Extract every line of the data below and reproduce each one unchanged, character for character.

### [Listed entries]
__________
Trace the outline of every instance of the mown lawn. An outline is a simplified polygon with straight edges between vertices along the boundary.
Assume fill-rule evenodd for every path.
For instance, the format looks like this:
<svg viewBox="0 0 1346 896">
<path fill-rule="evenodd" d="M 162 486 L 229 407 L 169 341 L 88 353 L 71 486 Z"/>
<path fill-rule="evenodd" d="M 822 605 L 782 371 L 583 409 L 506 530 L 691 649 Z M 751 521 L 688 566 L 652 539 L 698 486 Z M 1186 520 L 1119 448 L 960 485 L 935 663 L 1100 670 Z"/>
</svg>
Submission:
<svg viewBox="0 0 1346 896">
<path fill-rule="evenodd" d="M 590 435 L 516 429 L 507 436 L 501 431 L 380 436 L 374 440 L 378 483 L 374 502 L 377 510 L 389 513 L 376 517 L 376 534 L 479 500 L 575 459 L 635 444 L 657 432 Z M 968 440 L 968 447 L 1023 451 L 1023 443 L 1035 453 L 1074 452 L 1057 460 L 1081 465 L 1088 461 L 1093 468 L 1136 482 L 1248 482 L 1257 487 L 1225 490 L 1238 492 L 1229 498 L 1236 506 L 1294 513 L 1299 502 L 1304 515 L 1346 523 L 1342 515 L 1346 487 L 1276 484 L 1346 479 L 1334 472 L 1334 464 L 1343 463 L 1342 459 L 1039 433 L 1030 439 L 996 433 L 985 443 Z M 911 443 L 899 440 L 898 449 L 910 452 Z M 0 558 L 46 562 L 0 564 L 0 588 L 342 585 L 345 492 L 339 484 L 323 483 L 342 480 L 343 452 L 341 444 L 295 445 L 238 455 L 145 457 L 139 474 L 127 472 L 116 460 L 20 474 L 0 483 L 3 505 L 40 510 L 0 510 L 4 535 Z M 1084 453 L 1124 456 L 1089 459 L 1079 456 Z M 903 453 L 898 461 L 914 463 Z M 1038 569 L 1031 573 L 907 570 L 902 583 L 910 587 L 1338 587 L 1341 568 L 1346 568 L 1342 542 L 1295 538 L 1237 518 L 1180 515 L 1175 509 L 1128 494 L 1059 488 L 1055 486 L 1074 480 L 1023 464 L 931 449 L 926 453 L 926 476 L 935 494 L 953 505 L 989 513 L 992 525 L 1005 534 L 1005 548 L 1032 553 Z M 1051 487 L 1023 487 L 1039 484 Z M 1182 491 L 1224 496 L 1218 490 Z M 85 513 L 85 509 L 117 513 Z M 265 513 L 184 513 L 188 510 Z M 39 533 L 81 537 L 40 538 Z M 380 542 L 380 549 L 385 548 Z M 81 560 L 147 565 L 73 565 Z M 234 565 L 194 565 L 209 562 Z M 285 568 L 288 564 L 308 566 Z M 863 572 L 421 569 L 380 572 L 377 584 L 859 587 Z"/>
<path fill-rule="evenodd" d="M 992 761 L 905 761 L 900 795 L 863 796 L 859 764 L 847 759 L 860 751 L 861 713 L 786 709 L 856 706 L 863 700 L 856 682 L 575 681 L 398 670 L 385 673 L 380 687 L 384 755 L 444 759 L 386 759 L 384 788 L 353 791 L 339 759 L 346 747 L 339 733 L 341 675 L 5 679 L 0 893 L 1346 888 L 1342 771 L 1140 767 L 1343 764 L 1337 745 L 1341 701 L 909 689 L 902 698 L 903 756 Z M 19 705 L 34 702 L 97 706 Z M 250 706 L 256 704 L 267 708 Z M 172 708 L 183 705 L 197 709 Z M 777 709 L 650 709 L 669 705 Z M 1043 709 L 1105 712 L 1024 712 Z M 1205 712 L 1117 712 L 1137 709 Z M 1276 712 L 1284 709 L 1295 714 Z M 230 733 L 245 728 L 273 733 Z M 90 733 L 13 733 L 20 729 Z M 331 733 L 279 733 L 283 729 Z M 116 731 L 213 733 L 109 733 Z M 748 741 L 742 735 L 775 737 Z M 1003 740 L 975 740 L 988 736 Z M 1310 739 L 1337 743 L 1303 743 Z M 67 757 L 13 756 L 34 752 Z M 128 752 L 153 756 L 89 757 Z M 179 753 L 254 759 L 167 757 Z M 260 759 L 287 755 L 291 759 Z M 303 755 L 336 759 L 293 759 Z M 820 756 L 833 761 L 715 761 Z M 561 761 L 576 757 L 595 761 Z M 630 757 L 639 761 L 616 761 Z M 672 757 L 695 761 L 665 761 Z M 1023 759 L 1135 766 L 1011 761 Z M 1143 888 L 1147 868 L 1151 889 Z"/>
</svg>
__________
### [Exercise response]
Trace the outline of every instance of the mown lawn. An outline is a simplified polygon with straight edges between vertices along the boundary.
Assume fill-rule evenodd for every path.
For instance, the format looks like this:
<svg viewBox="0 0 1346 896">
<path fill-rule="evenodd" d="M 162 486 L 229 407 L 169 341 L 88 353 L 71 486 Z"/>
<path fill-rule="evenodd" d="M 822 605 L 782 371 L 583 409 L 506 530 L 691 649 Z M 751 521 L 688 566 L 652 539 L 698 486 Z M 1186 520 L 1119 448 L 960 485 L 935 663 L 1100 670 Z"/>
</svg>
Submission:
<svg viewBox="0 0 1346 896">
<path fill-rule="evenodd" d="M 590 435 L 516 429 L 507 436 L 501 431 L 380 436 L 374 440 L 378 483 L 374 502 L 377 510 L 389 513 L 376 517 L 376 534 L 479 500 L 575 459 L 635 444 L 657 432 Z M 968 440 L 968 447 L 1023 451 L 1023 443 L 1035 453 L 1074 452 L 1057 460 L 1081 465 L 1088 461 L 1093 468 L 1136 482 L 1248 482 L 1257 487 L 1225 490 L 1238 492 L 1229 498 L 1236 506 L 1294 513 L 1299 502 L 1304 515 L 1346 523 L 1342 515 L 1346 487 L 1276 484 L 1346 479 L 1334 472 L 1334 464 L 1343 463 L 1342 459 L 1039 433 L 1030 439 L 996 433 L 985 443 Z M 911 443 L 899 440 L 898 449 L 910 452 Z M 0 558 L 46 562 L 0 564 L 0 588 L 342 585 L 345 492 L 339 484 L 323 483 L 342 480 L 343 452 L 341 444 L 295 445 L 238 455 L 145 457 L 139 474 L 127 472 L 116 460 L 20 474 L 0 483 L 3 505 L 40 510 L 0 510 L 4 535 Z M 1084 453 L 1124 456 L 1089 459 L 1079 456 Z M 903 453 L 898 461 L 914 463 Z M 1038 569 L 1031 573 L 907 570 L 902 583 L 910 587 L 1338 587 L 1341 568 L 1346 568 L 1342 542 L 1295 538 L 1237 518 L 1180 515 L 1175 509 L 1128 494 L 1059 488 L 1055 486 L 1074 480 L 1023 464 L 931 449 L 926 453 L 926 476 L 935 494 L 953 505 L 989 513 L 992 525 L 1005 534 L 1005 548 L 1032 553 Z M 1051 487 L 1023 487 L 1039 484 Z M 1182 491 L 1224 496 L 1218 490 Z M 85 513 L 85 509 L 117 513 Z M 265 513 L 184 513 L 188 510 Z M 39 533 L 81 537 L 40 538 Z M 380 542 L 380 549 L 385 548 Z M 81 560 L 147 565 L 73 565 Z M 234 565 L 194 565 L 209 562 Z M 285 568 L 288 564 L 308 566 Z M 863 572 L 421 569 L 380 572 L 377 584 L 859 587 Z"/>
<path fill-rule="evenodd" d="M 992 761 L 905 761 L 900 795 L 863 796 L 859 764 L 847 759 L 860 751 L 861 713 L 786 709 L 856 706 L 863 700 L 856 682 L 575 681 L 398 670 L 385 673 L 380 687 L 384 755 L 444 759 L 386 759 L 384 788 L 353 791 L 339 759 L 346 747 L 339 733 L 341 675 L 5 679 L 0 893 L 1346 888 L 1342 771 L 1140 767 L 1343 764 L 1337 745 L 1341 701 L 909 689 L 902 698 L 903 756 Z M 19 705 L 34 702 L 97 706 Z M 250 706 L 256 704 L 267 708 Z M 172 708 L 183 705 L 197 709 Z M 777 709 L 650 709 L 669 705 Z M 1043 709 L 1105 712 L 1024 712 Z M 1205 712 L 1117 712 L 1137 709 Z M 1276 712 L 1284 709 L 1295 714 Z M 230 733 L 245 728 L 273 733 Z M 90 733 L 13 733 L 20 729 Z M 331 733 L 279 733 L 283 729 Z M 116 731 L 213 733 L 109 733 Z M 748 741 L 742 735 L 775 737 Z M 1003 740 L 975 740 L 988 736 Z M 1310 739 L 1337 743 L 1303 743 Z M 67 757 L 13 756 L 34 752 Z M 128 752 L 153 756 L 89 757 Z M 179 753 L 254 759 L 167 757 Z M 260 759 L 287 755 L 291 759 Z M 303 755 L 336 759 L 293 759 Z M 820 756 L 833 761 L 715 761 Z M 561 761 L 576 757 L 595 761 Z M 630 757 L 639 761 L 616 761 Z M 672 757 L 695 761 L 665 761 Z M 1023 759 L 1135 766 L 1011 761 Z M 1143 888 L 1147 868 L 1151 889 Z"/>
</svg>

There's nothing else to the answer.